(TRY IT) Copy every line from the material below that holds "each".

*** EXERCISE DATA

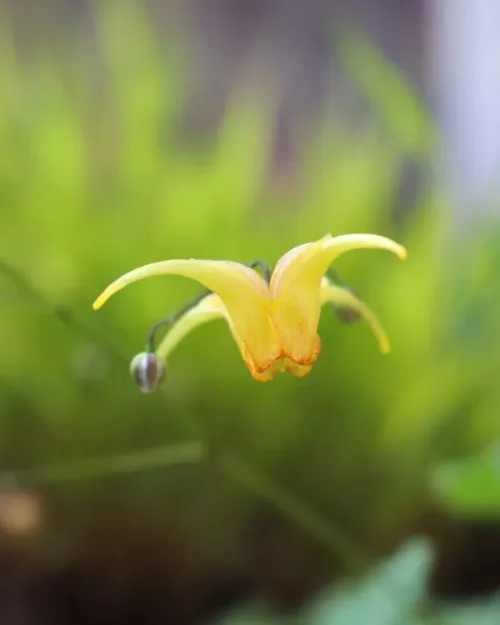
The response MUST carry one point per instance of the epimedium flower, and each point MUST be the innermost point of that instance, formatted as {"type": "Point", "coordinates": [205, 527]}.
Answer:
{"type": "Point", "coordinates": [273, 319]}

******
*** EXERCISE DATA

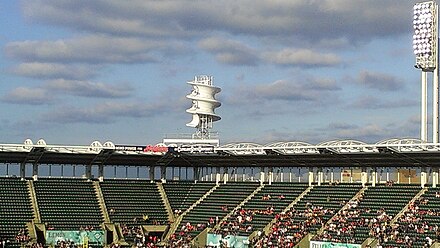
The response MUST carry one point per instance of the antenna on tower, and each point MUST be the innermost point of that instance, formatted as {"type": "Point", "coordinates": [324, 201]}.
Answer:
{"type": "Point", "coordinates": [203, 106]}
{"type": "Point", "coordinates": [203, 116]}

******

(ANSWER AREA)
The response MUST carry one point per instance of the epimedium flower, and each point MUST be the innermost point of that instance, formatted as {"type": "Point", "coordinates": [205, 527]}.
The response MUST carry one point per instance of the antenna on tower, and each point MUST be the innermost point of that instance, formatted as {"type": "Point", "coordinates": [324, 201]}.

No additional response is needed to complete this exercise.